We begin by presenting the most frequently know definition of variation of a function with a rectangle as domain.

Let $\mathbf{R}=[a,b]\times [c,d]$ be a rectangle in ${\mathbb{R}}^2,$ we assume that $a<b$ and $c<d.$ As in (Clarkson & Adams, 1933), the term net we shall, unless otherwise specified, mean a set of parallels to the axes $$\begin{array}{cc}a\hfill & =x_0<x_1<\cdots <x_n=b\hfill \\ c=\hfill & y_0<y_1<\cdots <y_m=d.\hfill \end{array}$$

In this case we will say that $\xi ={\left\{x_i\right\}}_{i=0}^n$ and $\eta ={\left\{y_j\right\}}_{j=0}^m$ are partitions of the intervals [a, b] and [c, d] respectively, which we will denote by $\xi \in \Lambda ([a,b])$ and $\eta \in \Lambda ([c,d]).$ Furthermore the net $\xi \times \eta$ will state that $\xi \times \eta \in \Lambda (\mathbf{R}).$

Each of the smaller rectangles $I_{ij}=[x_{i-1},x_i]\times [y_{j-1},y_j]$ into which $\mathbf{R}$ is partitioned by a net will be called a cell.

If $f:\mathbf{R}\to \mathbb{R},$ the authors also define the today called Vitali difference for $I_{ij}=[x_{i-1},x_i]\times [y_{j-1},y_j]$ by (2.1) $$m{d}_2(f,I_{ij}):=f(x_{i-1},y_{j-1})-f(x_i,y_{j-1})+f(x_i,y_j)-f(x_{i-1},y_j).$$(2.1)

+--

Rewrite the text on variation over a rectangle, starting at the words "In this case" and ending after "called a cell.", with "grid" substituted for every "net".

- _Data_
+--

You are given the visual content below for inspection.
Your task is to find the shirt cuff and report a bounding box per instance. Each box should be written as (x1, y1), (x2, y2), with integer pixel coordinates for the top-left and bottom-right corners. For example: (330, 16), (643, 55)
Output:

+--

- _Written response_
In this case we will say that $\xi ={\left\{x_i\right\}}_{i=0}^n$ and $\eta ={\left\{y_j\right\}}_{j=0}^m$ are partitions of the intervals [a, b] and [c, d] respectively, which we will denote by $\xi \in \Lambda ([a,b])$ and $\eta \in \Lambda ([c,d]).$ Furthermore the grid $\xi \times \eta$ will state that $\xi \times \eta \in \Lambda (\mathbf{R}).$

Each of the smaller rectangles $I_{ij}=[x_{i-1},x_i]\times [y_{j-1},y_j]$ into which $\mathbf{R}$ is partitioned by a grid will be called a cell.